> Required work
Give every line below again, exactly.
Segment Start: Data records
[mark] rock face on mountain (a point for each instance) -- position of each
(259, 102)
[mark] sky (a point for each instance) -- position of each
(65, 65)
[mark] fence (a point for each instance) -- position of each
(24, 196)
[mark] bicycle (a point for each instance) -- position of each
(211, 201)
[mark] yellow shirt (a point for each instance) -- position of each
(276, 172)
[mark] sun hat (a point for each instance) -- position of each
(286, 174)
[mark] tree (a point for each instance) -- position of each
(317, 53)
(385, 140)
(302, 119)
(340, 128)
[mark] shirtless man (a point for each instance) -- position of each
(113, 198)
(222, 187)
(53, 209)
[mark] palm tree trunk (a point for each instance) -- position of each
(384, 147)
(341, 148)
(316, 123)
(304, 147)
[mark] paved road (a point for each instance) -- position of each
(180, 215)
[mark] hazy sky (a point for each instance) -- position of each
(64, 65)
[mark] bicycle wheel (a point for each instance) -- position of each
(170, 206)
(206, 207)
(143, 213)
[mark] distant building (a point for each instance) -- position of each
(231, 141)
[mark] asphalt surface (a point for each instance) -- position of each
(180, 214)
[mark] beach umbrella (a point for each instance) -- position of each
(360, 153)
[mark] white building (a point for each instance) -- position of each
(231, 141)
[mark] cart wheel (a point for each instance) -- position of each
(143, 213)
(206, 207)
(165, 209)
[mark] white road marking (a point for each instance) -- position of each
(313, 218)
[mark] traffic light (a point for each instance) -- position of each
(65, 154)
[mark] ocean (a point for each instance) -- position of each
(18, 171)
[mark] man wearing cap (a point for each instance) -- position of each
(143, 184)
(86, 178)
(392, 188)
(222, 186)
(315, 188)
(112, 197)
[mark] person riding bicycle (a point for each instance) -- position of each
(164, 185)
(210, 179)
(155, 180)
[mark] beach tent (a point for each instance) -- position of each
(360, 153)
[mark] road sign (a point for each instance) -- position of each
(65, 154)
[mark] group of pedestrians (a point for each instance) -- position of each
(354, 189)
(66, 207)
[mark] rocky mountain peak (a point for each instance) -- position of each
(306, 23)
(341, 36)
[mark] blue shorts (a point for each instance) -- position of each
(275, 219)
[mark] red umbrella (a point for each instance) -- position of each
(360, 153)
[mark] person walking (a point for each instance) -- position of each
Segment End: Data records
> Output below
[mark] rock face on mountain (a point for each instance) -- position of each
(259, 102)
[mark] sky (a point for each instance) -- position of each
(65, 65)
[mark] fence (a point for each instance) -- position of each
(24, 196)
[mark] bicycle (a point for each instance) -- position of each
(211, 201)
[mark] yellow shirt (a point for each instance) -- position of each
(276, 172)
[mark] sun hat (a point for each instance) -- position of each
(286, 174)
[mark] tree (a point for each instance) -- position of each
(317, 53)
(385, 140)
(302, 119)
(340, 128)
[mark] shirtless man (a point for each instance) -- position of each
(113, 198)
(222, 187)
(53, 209)
[mark] palm tree trunk (a point for each instance) -- position of each
(384, 147)
(341, 148)
(316, 123)
(304, 147)
[mark] paved road (a point for each instance) -- position of each
(180, 215)
[mark] hazy sky (a point for each instance) -- position of each
(64, 65)
[mark] bicycle wheel (a point for each instance) -- position of each
(170, 206)
(206, 207)
(143, 213)
[mark] distant building (a point for each instance) -- position of each
(231, 141)
[mark] asphalt surface (a point for each instance) -- position of each
(180, 214)
[mark] beach umbrella (a point for each instance) -- position of each
(360, 153)
[mark] white building (a point for each instance) -- position of each
(231, 141)
[mark] cart wheel (a point for each instance) -- position of each
(143, 213)
(206, 207)
(165, 209)
[mark] white road marking (a point for each instance) -- position of each
(313, 218)
[mark] traffic light (a point for each instance) -- position of each
(65, 154)
[mark] ocean (a point for each instance) -- position of each
(18, 171)
[mark] man wearing cap (a point for each instance) -- position of each
(143, 184)
(86, 178)
(392, 188)
(222, 186)
(315, 188)
(112, 197)
[mark] person riding bicycle (a point for each instance) -- position of each
(164, 185)
(210, 179)
(155, 180)
[mark] beach tent (a point for each instance) -- position of each
(360, 153)
[mark] road sign (a point for each instance) -- position of each
(65, 154)
[mark] group of pedestrians (a point for each instance) -- position of each
(354, 189)
(66, 207)
[mark] rocky mountain peak (a point for each instance) -- position of each
(306, 23)
(341, 36)
[mark] blue shorts (a point for each instance) -- position of each
(275, 219)
[mark] red umbrella (a point for each instance) -- position of each
(360, 153)
[mark] person walking (a point for each instance) -- position of each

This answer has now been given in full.